What you need to do: Output every one of the following records verbatim, line by line, with no changes.

Extracted material:
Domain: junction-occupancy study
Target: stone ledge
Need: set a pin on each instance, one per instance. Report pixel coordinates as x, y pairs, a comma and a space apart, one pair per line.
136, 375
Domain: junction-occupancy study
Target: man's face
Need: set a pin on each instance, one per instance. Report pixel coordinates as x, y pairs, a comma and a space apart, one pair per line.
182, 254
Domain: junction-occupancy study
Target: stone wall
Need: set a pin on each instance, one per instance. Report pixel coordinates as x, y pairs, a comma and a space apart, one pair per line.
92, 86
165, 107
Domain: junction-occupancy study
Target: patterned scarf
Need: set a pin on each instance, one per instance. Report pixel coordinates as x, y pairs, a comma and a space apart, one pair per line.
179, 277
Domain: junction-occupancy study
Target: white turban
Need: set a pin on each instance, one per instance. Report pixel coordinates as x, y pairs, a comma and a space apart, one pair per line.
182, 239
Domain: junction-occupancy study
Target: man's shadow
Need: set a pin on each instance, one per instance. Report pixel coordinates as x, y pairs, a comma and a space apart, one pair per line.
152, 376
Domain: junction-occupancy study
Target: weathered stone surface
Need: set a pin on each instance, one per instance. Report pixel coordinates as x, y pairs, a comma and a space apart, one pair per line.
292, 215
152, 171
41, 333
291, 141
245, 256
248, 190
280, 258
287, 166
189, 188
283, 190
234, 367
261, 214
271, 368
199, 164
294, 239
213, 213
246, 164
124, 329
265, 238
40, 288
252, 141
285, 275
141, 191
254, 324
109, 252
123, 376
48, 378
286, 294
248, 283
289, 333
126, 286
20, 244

In response:
Domain: junction-occupancy study
Target: stone ledge
Need: set a pin on each instance, one per instance. Report pixel coordinates as x, y pairs, a comma and a space apart, one pair per line.
136, 375
Domain: junction-occupancy study
Target: man's face
Need: set a pin on each instance, one per instance. Report pixel coordinates as x, y pairs, a comma and a space apart, one pair per line.
182, 254
Domain: junction-occupancy study
Target: stone wall
Need: set a pin on each instance, one per instance. Report pixel coordinates as x, y pairs, a comma and a space apart, one pair per line.
92, 86
165, 107
Domain: junction-occupancy study
Target: patterned scarf
Need: set a pin on each instance, one per instance. Report pixel coordinates as x, y pairs, a comma and a space apart, one pair per line.
179, 277
Domain: junction-occupancy study
Target: white turban
Need: set a pin on each instance, one per instance. Report pixel coordinates as x, y pairs, a comma and a space apart, one pair per line.
182, 239
Domain: junction-occupancy study
Target: man's shadow
Need: set a pin on each instance, one per instance. Report pixel coordinates as x, y pairs, a comma and a space apart, one pair per line.
152, 376
Domain: junction-occupancy study
Target: weathered stone surface
Need: set a pin on each instance, one per instance. Report pixel coordinates as x, y pairs, a comma and a space apart, one pair per line.
292, 215
152, 171
41, 333
291, 141
245, 256
248, 190
280, 258
287, 166
189, 188
283, 190
234, 367
261, 214
271, 368
199, 164
294, 239
213, 213
246, 164
124, 329
265, 238
40, 288
252, 141
285, 275
141, 191
254, 324
109, 252
123, 376
48, 378
286, 294
248, 283
289, 333
126, 286
20, 244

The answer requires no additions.